_Exercise input_:
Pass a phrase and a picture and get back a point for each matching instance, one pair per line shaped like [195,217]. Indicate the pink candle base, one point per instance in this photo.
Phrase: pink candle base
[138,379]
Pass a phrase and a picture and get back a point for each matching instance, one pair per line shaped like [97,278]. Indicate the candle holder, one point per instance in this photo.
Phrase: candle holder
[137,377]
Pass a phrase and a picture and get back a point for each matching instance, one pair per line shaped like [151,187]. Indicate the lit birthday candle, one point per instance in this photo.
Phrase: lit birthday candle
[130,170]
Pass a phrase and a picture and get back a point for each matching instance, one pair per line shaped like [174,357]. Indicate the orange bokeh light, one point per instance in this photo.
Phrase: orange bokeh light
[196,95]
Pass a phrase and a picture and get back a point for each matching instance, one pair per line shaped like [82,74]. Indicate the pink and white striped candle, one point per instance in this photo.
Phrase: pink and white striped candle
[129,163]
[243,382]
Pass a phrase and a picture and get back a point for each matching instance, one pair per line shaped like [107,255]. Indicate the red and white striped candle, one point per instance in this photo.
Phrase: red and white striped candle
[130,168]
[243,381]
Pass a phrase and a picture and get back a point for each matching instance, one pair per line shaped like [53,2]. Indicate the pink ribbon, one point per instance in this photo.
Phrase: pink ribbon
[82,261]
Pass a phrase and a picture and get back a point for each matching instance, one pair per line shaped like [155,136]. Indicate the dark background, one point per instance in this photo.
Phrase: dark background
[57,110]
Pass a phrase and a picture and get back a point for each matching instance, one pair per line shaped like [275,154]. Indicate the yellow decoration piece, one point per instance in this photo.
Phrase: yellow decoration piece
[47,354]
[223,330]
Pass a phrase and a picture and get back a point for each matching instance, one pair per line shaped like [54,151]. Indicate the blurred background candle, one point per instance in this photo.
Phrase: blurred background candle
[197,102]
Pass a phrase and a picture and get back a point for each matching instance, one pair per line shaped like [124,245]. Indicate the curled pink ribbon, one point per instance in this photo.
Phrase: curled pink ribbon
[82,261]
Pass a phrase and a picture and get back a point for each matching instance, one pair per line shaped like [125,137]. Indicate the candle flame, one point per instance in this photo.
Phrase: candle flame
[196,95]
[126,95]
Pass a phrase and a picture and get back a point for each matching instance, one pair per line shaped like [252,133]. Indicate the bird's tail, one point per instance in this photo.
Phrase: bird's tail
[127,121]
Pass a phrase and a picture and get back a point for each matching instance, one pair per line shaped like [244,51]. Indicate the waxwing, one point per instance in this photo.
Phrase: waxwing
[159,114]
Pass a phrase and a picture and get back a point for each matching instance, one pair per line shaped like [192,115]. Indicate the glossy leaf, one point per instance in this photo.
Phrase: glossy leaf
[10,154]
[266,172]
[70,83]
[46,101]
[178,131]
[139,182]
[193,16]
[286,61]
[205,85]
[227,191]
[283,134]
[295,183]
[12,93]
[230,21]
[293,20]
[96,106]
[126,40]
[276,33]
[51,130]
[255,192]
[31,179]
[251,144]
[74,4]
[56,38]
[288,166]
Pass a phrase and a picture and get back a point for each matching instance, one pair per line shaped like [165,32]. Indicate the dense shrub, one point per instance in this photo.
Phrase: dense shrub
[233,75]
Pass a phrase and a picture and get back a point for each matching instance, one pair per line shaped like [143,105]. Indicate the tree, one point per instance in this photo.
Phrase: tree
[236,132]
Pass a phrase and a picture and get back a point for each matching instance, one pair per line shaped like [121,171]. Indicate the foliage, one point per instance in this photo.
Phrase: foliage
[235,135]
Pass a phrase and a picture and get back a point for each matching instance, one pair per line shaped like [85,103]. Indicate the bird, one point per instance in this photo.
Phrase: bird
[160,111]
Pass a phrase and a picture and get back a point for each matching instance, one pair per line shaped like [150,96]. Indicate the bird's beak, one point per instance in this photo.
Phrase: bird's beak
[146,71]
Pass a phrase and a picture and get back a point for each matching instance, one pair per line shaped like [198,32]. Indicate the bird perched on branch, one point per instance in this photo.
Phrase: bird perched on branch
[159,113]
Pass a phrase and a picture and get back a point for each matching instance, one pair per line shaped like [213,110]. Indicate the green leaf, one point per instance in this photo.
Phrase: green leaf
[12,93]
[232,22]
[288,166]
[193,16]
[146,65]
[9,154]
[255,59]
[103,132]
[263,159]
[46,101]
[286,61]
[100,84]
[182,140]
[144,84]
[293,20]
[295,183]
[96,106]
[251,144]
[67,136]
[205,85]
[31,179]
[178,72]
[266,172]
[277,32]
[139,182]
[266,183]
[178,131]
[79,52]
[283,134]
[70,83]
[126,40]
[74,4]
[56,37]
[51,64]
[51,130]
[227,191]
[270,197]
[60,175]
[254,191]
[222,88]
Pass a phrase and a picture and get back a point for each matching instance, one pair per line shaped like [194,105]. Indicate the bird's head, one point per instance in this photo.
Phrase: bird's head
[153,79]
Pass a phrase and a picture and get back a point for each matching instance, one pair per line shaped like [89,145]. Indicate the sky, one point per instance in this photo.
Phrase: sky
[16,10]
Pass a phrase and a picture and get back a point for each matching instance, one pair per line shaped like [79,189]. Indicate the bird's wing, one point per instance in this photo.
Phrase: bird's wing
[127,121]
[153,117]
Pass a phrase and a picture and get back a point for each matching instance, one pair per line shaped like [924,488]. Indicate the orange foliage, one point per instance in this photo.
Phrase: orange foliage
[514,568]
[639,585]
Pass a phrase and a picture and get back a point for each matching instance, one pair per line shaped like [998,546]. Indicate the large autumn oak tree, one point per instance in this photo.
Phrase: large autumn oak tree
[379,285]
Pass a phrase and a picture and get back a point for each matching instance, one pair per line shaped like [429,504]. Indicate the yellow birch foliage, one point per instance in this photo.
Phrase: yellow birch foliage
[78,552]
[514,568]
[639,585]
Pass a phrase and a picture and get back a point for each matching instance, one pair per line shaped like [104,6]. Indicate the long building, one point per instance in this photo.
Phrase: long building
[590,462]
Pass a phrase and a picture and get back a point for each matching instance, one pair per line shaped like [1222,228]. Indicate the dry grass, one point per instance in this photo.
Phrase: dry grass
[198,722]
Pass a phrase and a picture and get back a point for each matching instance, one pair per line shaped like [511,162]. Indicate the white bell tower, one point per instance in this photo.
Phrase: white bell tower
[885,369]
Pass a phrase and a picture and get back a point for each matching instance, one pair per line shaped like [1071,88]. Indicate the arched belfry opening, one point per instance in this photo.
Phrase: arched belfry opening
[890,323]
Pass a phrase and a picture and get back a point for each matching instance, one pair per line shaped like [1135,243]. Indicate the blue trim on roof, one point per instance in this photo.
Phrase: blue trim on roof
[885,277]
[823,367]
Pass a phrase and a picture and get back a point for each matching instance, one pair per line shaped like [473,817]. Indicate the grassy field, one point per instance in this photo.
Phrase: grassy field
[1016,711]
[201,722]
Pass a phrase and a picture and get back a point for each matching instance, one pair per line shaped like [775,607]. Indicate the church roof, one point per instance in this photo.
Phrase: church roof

_What the task requires_: Report how many lines of the records above contain the word "church", giving only the number.

_Answer for this exercise_: 2